Named-object pointing items
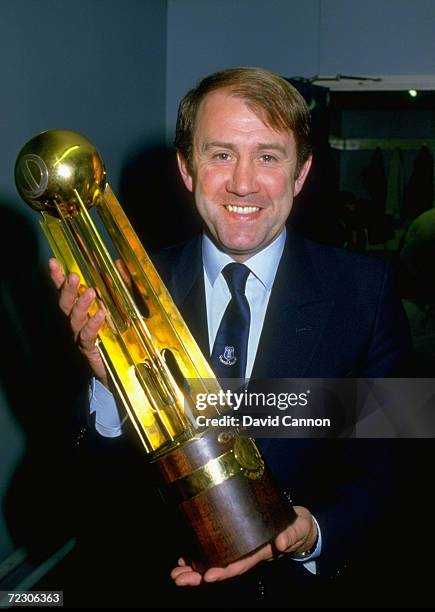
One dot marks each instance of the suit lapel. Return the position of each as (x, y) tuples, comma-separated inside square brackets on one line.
[(188, 292), (296, 316), (298, 310)]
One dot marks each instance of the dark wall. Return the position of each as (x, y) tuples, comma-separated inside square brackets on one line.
[(97, 67)]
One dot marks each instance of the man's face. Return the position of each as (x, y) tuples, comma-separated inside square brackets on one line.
[(243, 175)]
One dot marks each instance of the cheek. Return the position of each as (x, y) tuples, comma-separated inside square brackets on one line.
[(278, 187), (211, 181)]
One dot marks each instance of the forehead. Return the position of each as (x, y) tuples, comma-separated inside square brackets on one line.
[(222, 113)]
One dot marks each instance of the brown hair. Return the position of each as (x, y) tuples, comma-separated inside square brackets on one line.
[(268, 95)]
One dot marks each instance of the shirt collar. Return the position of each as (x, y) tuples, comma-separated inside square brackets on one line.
[(263, 264)]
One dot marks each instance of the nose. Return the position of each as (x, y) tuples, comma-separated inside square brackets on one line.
[(243, 179)]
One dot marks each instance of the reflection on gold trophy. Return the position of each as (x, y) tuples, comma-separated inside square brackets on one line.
[(217, 479)]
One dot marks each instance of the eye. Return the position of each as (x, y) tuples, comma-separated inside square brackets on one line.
[(222, 156), (268, 158)]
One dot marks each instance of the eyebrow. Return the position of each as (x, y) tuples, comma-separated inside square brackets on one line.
[(261, 146)]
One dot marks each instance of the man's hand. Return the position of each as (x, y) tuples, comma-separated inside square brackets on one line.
[(298, 537), (85, 328)]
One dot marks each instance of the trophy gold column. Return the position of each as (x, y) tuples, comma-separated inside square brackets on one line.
[(217, 479)]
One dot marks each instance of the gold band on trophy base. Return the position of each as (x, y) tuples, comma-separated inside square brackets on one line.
[(155, 367)]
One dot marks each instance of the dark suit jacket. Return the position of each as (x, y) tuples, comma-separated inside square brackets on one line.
[(331, 314)]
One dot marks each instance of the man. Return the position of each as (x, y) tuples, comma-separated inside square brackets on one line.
[(243, 151)]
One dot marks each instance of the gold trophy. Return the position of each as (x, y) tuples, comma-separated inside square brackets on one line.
[(217, 478)]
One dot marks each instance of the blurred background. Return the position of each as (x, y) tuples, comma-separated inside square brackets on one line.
[(115, 71)]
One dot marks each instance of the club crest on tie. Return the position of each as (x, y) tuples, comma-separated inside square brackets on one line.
[(228, 358)]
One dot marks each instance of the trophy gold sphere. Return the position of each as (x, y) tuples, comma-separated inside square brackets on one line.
[(57, 167)]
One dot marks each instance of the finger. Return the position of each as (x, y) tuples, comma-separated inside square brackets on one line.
[(285, 540), (188, 579), (68, 294), (56, 272), (88, 334), (216, 574), (79, 312), (177, 571)]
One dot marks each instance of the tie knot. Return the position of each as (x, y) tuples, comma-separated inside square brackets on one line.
[(236, 276)]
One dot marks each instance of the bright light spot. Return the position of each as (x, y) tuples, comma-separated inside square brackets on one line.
[(64, 171)]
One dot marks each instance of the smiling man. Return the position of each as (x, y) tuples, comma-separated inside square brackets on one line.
[(265, 303), (244, 172)]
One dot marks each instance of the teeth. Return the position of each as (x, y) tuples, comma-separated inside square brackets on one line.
[(242, 210)]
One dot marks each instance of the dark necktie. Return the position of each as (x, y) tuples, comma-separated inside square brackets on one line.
[(230, 350)]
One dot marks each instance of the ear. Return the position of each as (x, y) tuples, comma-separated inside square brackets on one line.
[(183, 167), (299, 182)]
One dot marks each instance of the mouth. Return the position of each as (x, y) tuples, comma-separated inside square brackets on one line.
[(242, 210)]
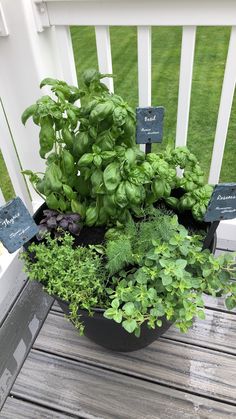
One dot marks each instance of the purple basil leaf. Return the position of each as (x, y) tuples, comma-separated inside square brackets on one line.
[(74, 229), (50, 213), (63, 223), (75, 217), (42, 231), (52, 222)]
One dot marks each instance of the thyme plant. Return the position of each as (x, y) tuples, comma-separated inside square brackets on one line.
[(143, 272)]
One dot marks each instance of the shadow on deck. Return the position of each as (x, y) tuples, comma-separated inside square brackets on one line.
[(65, 375)]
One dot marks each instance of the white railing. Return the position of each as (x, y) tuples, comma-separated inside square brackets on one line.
[(38, 45)]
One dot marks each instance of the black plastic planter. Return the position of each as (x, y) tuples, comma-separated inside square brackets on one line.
[(105, 332), (112, 335)]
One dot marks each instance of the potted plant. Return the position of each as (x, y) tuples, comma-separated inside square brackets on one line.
[(131, 269)]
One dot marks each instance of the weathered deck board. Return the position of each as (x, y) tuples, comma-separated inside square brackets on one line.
[(19, 331), (88, 391), (217, 331), (165, 362), (19, 409)]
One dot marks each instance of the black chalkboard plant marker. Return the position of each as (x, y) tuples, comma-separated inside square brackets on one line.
[(222, 206), (210, 234), (17, 226), (149, 126)]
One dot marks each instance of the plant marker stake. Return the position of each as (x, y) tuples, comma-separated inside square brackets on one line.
[(210, 234), (17, 226), (149, 126), (222, 206)]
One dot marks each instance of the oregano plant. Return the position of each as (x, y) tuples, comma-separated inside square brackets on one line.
[(144, 272)]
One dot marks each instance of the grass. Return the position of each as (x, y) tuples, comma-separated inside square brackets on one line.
[(209, 64)]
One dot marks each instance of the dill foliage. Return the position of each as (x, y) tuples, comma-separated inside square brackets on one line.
[(129, 245)]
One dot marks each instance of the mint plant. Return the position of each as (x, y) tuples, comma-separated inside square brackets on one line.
[(93, 166)]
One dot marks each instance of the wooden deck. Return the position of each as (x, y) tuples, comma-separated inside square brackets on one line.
[(178, 376)]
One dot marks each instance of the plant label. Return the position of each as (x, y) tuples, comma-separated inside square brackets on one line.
[(222, 205), (16, 225), (149, 125)]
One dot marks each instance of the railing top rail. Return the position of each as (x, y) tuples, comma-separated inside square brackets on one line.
[(148, 12)]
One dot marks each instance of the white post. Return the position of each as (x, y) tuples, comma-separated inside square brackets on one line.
[(144, 68), (104, 54), (2, 200), (27, 57), (185, 83)]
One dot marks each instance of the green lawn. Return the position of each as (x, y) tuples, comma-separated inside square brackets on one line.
[(210, 55)]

- [Written problem] Output these lines as a JSON list of strings, with one string per line and blank lines omitted, covering every item. Leave the pictures out.

- [Finished task]
[
  "One dot marks each instance of the suit lapel. Return the position of each as (x, y) tuples, comma-separated inside square brackets on one line.",
  "[(188, 292), (296, 316), (298, 310)]",
  "One dot marks each instance of the dark wall. Return the position of each as (x, y) tuples, comma-separated inside square brackets on one line.",
  "[(97, 67)]",
  "One dot marks each instance of the man's face. Return the position of each as (x, y) tuples, comma-separated inside square brackets on one line.",
  "[(243, 175)]",
  "One dot marks each instance of the cheek. Return the position of each as (x, y) tuples, comma-separated inside square brackets on one line.",
  "[(278, 187), (211, 181)]",
  "One dot marks each instance of the forehead. Return the position of each as (x, y) tuples, comma-separated inside square brackets on one line.",
  "[(222, 113)]",
  "One dot marks each instance of the brown hair. Return the position of each as (x, y) tuples, comma-separated inside square brackets on one line.",
  "[(268, 95)]",
  "One dot marks each instance of the shirt collar. Return the position of each as (x, y) tuples, comma-separated inside square brackets on one line.",
  "[(263, 264)]",
  "One dot marks each instance of the nose. Return the position of each as (x, y) tuples, comma-separated inside square brackets on one line.",
  "[(243, 179)]",
  "One dot marks each instance of the reflection on gold trophy. Return the position of each as (x, y) tuples, comma-separated inside square brackets on one line.",
  "[(217, 479)]",
  "One dot marks each instance of the eye. Return the position of each as (x, y) tuples, comma-separated inside square brackets on one line.",
  "[(222, 156), (268, 158)]",
  "One dot marks each instance of the eyebrow. Return the position of each as (x, y) tuples, comma-separated inside square brackets on one line.",
  "[(261, 146)]",
  "One dot marks each instance of the man's hand. Return the position of each as (x, y) tuples, comma-separated inside square brackets on one line.",
  "[(298, 537), (85, 328)]",
  "One dot marks each instance of the trophy gold column. Return the position of each as (x, y) tuples, comma-separated inside square brackets on one line.",
  "[(217, 479)]",
  "One dot marks each instance of the gold band on trophy base. Return the position of each as (x, y) tuples, comma-separated inside square brackets on one line.",
  "[(155, 367)]",
  "One dot marks each instance of the dark suit jacket. Return the position of each as (x, y) tuples, comma-separated inside square brackets on one line.",
  "[(331, 314)]",
  "One dot marks each instance of the man. Return the position of each as (x, y) tuples, comma-separated inside square brackets on one line.",
  "[(243, 151)]",
  "One dot marks each instance of the gold trophy. Return the position of each as (x, y) tuples, comma-separated inside square brackets on one line.",
  "[(217, 478)]",
  "One dot marks each instance of the blurred background. Return the position of each as (x, y) tuples, comma-separated inside square brackets on one line.",
  "[(115, 71)]",
  "One dot marks each instance of the club crest on tie. Return the position of each as (x, y) tuples, comma-separated inside square brackets on one line.",
  "[(228, 358)]",
  "One dot marks each instance of the trophy gold sphere. Return the position of each as (x, y) tuples, comma-separated inside square brackets on one line.",
  "[(57, 167)]",
  "One dot marks each instance of the finger. Return the position of each as (x, y) tuples, comma-separated inside square brackets on one line.",
  "[(285, 540), (188, 579), (68, 294), (56, 272), (88, 334), (216, 574), (79, 312), (177, 571)]",
  "One dot marks each instance of the tie knot. Return the position of each as (x, y) tuples, comma-separated inside square brackets on one line.",
  "[(236, 276)]",
  "One dot marks each instance of the bright light spot. Return the position of each as (x, y) tuples, comma-separated inside square brackets on one line.",
  "[(64, 171)]",
  "One dot marks each instance of the smiling man. Return the position of each as (x, y) tuples, comma-separated inside square brackets on one line.",
  "[(265, 303), (244, 172)]",
  "One dot marks each instance of the teeth. Return the position of each as (x, y) tuples, comma-separated inside square brackets on one line.",
  "[(242, 210)]",
  "One dot marks each instance of the dark necktie. Return the position of each as (x, y) tuples, comma-separated inside square brackets on one line.",
  "[(230, 350)]",
  "One dot marks each instance of the ear. Return the position of each as (x, y) tuples, comma-separated inside square brackets on one line.",
  "[(183, 167), (299, 182)]",
  "One dot marks each instance of the mouth. Return the position of each as (x, y) tuples, comma-separated inside square brackets on one line.",
  "[(242, 210)]",
  "One dot marks each instance of the purple basil leaf. Return the position of each as (x, y) tuples, comma-separated inside square brackets on one line.",
  "[(74, 229), (50, 213), (63, 223), (75, 217), (42, 231), (52, 222)]",
  "One dot marks each instance of the thyme plant. Return the position of each as (x, y) tuples, comma-separated inside square brackets on one line.",
  "[(143, 272)]",
  "One dot marks each instance of the shadow on deck. Return the position of each as (x, y) tuples, comma-separated inside square brackets on one line.",
  "[(65, 375)]",
  "One dot marks each instance of the white railing. Return the position of each as (x, y) tuples, comma-separated inside square brackets on one line.",
  "[(38, 45)]",
  "One dot marks each instance of the black plastic planter. Return the position of each as (x, y) tuples, comma-separated inside square brackets on one line.",
  "[(105, 332), (112, 335)]",
  "One dot marks each instance of the potted plant. Return the position of each as (x, y) tuples, comma-separated inside square brackets on one line.",
  "[(131, 269)]",
  "One dot marks each instance of the weathered deck board. Return the position of each as (x, y) tuples, comma-separated inside square brackets on one line.",
  "[(19, 331), (88, 391), (217, 331), (165, 362), (19, 409)]",
  "One dot marks each instance of the black chalkboard plant marker. Return the position of each as (x, y) tuples, comma-separated inside square brackets on one line.",
  "[(222, 206), (210, 234), (17, 226), (149, 126)]",
  "One dot marks each instance of the plant marker stake. Return the position of each as (x, y) tuples, comma-separated inside square brackets on one line.",
  "[(210, 234), (17, 226), (149, 126), (222, 206)]",
  "One dot marks each instance of the oregano plant. Return the position of each as (x, y) tuples, comma-separated inside square brackets on one line.",
  "[(144, 272)]",
  "One dot marks each instance of the grass. Return the position of each as (x, y) tuples, comma-separated inside square brackets on one line.",
  "[(209, 64)]",
  "One dot marks each instance of the dill foliage. Return the position of each as (x, y) tuples, comma-separated inside square brackets on one line.",
  "[(129, 245)]",
  "One dot marks each instance of the mint plant. Return the position of each as (x, y) tuples, comma-separated inside square brackets on one line.",
  "[(93, 166)]",
  "One dot marks each instance of the wooden deck. Return the position of each as (x, y) tuples, comma-separated inside square brackets on one line.",
  "[(178, 376)]",
  "One dot marks each instance of the plant label. Return the position of each as (x, y) tuples, comma-separated inside square brackets on one line.",
  "[(222, 205), (16, 225), (149, 125)]",
  "One dot marks each instance of the railing top rail. Return the position of each as (x, y) tuples, comma-separated inside square brackets on one line.",
  "[(148, 12)]",
  "One dot marks each instance of the white post. Return the position of each as (x, y) tuples, comma-separated inside square brackets on one line.",
  "[(144, 68), (104, 54), (2, 200), (27, 57), (185, 83)]",
  "One dot marks each instance of the green lawn. Return the position of each as (x, y) tuples, comma-separated inside square brackets on one line.",
  "[(210, 55)]"
]